* What is needed: Could you extract the part of the forum thread on Java virtual threads between "OS threads are" and "a similar size.", inclusive, copying it word for word?

* Provided text:
::::::::
What exactly makes Java Virtual Threads better

6.7k views Asked by At

I am pretty hyped for Project Loom, but there is one thing that I can't fully understand.

Most Java servers use thread pools with a certain limit of threads (200, 300 ..), however, you are not limited by the OS to spawn many more, I've read that with special configurations for Linux you can reach huge numbers.

OS threads are more expensive and they are slower to start/stop, have to deal with context switching (magnified by their number) and you are dependent on the OS which might refuse to give you more threads.

Having said that virtual threads also consume similar amounts of memory (or at least that is what I understood). With Loom we get tail-call optimizations which should reduce memory usage. Also, synchronization and thread context copy should still be a problem of a similar size.

Indeed you are able to spawn millions of Virtual Threads

public static void main(String[] args) {
    for (int i = 0; i < 1_000_000; i++) {
        Thread.startVirtualThread(() -> {
            try {
                Thread.sleep(1000);
            } catch (Exception e) {
                e.printStackTrace();
            }
        });
    }
}

the code above breaks at around 25k with an OOM exception when I use Platform threads.

My question is what exactly makes these threads so light, what is preventing us from spawning 1 million platform threads and working with them, is it only the context switching that makes the regular threads so "heavy".

One very similar question

Things I found so far:

  • Context Switching is expensive. Generally speaking even in the ideal case where the OS knows how the threads would behave it will still have to give each thread an equal chance to execute, given they have the same priority. If we spawn 10k OS threads it will have to constantly switch between them and this task alone can occupy up to 80% of the CPU time in some cases, so we have to be very careful with the numbers. With Virtual Threads, context switching is done by the JVM which makes it basically free
  • Cheap start/stop. When we interrupt a thread we essentially tell the task, "Kill the OS thread you are running on". However if for example, that thread is in a thread pool, by the time we are asking, the thread might be released by the current task and then given to another and the other task might get the interruption signal. This makes the interruption process quite complex. Virtual Threads are simply objects that live in the heap, we can just let the GC collect them in the background
  • Hard upper limits (tens of thousands at most) of threads, due to how the OS handles them. The OS can’t be fine-tuned to the specific applications and programming language so it has to prepare for the worst-case scenario memory-wise. It has to allocate more memory that will actually be used to accommodate all needs. While doing all of this it has to ensure that the vital OS processes are still working. With VT you are only limited by the memory which is cheap
  • Thread that performs a transaction behaves very differently than a Thread that does video processing, again the OS has to prepare for the worst-case scenario and accommodate both cases the best way it can, which means we get suboptimal performance in most cases. Since VT are spawned and managed by Java itself, this allows for complete control over them and task-specific optimizations that are not bound to the OS
  • Resizable stack. The OS gives Threads a big stack to fit all use cases, Virtual Threads have a resizable stack that lives in the heap space, it is dynamically resized to fit the problem which makes it smaller
  • Smaller metadata size. Platform threads use 1MB as mentioned above, whereas Virtual Threads need 200-300 bytes to store their metadata
4

There are 4 answers

0
raiks On

Sometimes people have to build systems able to handle an enormous number of simultaneous clients. Native threads are inadequate means for doing that due to RAM consumption and context switching costs.
::::::::
[Dataset rows]
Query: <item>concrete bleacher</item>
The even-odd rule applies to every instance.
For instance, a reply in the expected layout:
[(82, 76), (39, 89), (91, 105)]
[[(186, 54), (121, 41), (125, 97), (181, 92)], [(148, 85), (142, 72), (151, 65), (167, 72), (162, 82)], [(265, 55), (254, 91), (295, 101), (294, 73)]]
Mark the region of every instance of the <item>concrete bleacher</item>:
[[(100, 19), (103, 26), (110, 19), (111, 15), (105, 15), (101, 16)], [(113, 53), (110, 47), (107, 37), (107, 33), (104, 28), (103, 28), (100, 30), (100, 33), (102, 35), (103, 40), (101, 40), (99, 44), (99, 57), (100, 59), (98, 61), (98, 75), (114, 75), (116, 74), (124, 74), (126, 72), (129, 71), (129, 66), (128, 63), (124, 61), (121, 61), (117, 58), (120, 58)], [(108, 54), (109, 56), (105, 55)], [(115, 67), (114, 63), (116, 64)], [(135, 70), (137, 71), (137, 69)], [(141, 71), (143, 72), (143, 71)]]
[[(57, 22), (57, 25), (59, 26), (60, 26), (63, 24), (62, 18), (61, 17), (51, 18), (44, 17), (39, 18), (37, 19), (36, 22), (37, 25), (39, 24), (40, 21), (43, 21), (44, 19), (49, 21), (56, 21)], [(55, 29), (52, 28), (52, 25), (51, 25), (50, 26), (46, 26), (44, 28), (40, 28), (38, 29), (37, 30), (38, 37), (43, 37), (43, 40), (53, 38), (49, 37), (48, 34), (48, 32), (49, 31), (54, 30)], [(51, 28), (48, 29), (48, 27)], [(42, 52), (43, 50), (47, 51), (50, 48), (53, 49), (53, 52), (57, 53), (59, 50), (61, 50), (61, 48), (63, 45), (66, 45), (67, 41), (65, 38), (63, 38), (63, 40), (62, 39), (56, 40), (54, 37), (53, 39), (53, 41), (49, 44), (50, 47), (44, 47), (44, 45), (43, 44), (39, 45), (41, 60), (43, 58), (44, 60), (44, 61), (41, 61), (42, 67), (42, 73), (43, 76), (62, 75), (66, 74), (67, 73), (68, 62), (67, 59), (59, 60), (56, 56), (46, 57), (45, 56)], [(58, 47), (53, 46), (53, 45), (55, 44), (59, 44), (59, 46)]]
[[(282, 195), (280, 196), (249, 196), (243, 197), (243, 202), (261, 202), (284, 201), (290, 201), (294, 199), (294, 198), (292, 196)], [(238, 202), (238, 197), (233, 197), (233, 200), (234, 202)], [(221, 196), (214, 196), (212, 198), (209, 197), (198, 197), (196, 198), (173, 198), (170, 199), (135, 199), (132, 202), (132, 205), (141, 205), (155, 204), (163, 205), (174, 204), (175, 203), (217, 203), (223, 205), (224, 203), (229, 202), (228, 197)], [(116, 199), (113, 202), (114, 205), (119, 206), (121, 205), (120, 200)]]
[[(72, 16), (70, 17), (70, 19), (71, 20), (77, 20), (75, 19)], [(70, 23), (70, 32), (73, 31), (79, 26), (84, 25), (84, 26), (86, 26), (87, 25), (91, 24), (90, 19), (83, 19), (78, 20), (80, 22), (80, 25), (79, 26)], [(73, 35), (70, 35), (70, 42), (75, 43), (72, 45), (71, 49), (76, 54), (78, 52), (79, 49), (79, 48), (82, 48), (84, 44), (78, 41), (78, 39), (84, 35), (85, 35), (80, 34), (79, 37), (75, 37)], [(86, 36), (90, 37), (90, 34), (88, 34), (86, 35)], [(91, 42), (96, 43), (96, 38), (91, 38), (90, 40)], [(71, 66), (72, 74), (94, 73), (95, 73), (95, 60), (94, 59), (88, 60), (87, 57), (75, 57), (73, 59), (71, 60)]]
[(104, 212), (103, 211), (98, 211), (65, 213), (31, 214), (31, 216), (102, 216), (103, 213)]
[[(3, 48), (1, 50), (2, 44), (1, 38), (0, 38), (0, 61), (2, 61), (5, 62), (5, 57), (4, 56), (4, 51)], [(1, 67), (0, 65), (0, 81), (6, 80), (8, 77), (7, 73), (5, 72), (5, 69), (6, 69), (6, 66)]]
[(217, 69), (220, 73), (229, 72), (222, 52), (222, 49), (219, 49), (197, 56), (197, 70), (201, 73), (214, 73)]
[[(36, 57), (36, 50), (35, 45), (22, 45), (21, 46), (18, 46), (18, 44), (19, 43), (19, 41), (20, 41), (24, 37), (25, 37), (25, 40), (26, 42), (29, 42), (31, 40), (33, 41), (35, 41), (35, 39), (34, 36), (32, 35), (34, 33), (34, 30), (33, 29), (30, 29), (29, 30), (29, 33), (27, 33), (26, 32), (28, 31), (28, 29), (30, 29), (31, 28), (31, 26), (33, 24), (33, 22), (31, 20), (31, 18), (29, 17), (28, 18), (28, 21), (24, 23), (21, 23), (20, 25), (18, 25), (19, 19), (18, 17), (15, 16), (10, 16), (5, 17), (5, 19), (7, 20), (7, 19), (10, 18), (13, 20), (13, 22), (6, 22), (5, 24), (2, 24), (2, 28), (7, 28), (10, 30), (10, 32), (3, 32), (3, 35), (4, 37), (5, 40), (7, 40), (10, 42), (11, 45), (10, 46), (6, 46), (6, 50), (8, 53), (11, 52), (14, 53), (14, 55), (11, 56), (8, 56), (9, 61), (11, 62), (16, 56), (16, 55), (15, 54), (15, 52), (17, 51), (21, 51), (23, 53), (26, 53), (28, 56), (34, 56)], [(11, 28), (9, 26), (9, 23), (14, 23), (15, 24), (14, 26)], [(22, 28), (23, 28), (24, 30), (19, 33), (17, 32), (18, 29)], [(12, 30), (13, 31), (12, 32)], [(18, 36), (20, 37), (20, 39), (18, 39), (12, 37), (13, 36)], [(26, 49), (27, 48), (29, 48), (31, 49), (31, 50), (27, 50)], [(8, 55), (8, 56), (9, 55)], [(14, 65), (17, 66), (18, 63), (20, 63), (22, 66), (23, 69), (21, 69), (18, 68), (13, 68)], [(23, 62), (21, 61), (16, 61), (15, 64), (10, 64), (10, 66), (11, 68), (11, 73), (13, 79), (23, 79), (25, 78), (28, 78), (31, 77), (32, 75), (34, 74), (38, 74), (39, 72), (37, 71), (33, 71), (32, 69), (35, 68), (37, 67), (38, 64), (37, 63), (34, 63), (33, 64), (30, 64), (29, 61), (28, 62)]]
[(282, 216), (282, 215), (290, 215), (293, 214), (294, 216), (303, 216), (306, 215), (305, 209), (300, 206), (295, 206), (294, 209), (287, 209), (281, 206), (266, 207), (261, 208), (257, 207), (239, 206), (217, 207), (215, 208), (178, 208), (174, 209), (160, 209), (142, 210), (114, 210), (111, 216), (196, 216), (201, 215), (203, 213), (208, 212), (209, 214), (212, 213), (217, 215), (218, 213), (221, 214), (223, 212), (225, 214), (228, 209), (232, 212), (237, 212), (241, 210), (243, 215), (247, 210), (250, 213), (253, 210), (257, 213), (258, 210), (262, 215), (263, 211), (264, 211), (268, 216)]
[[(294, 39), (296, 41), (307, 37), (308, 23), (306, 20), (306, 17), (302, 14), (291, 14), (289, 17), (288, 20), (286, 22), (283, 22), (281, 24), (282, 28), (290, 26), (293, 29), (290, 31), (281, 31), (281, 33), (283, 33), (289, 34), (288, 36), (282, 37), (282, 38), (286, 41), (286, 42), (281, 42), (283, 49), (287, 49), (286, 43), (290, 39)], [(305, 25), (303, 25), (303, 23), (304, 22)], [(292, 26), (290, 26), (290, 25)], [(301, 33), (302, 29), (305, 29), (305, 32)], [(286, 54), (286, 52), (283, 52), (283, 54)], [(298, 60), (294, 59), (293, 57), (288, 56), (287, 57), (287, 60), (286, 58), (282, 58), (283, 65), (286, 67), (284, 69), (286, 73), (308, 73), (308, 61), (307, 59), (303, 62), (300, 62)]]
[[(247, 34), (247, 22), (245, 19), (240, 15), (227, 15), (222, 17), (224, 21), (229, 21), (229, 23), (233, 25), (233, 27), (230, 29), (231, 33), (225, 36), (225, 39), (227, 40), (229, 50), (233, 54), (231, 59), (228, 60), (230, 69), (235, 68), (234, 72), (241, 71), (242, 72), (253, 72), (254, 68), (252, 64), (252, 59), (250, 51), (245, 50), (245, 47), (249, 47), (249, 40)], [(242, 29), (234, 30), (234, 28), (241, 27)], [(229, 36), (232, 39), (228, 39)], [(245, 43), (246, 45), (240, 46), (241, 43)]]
::::::::
* Solution to this problem:
OS threads are more expensive and they are slower to start/stop, have to deal with context switching (magnified by their number) and you are dependent on the OS which might refuse to give you more threads.

Having said that virtual threads also consume similar amounts of memory (or at least that is what I understood). With Loom we get tail-call optimizations which should reduce memory usage. Also, synchronization and thread context copy should still be a problem of a similar size.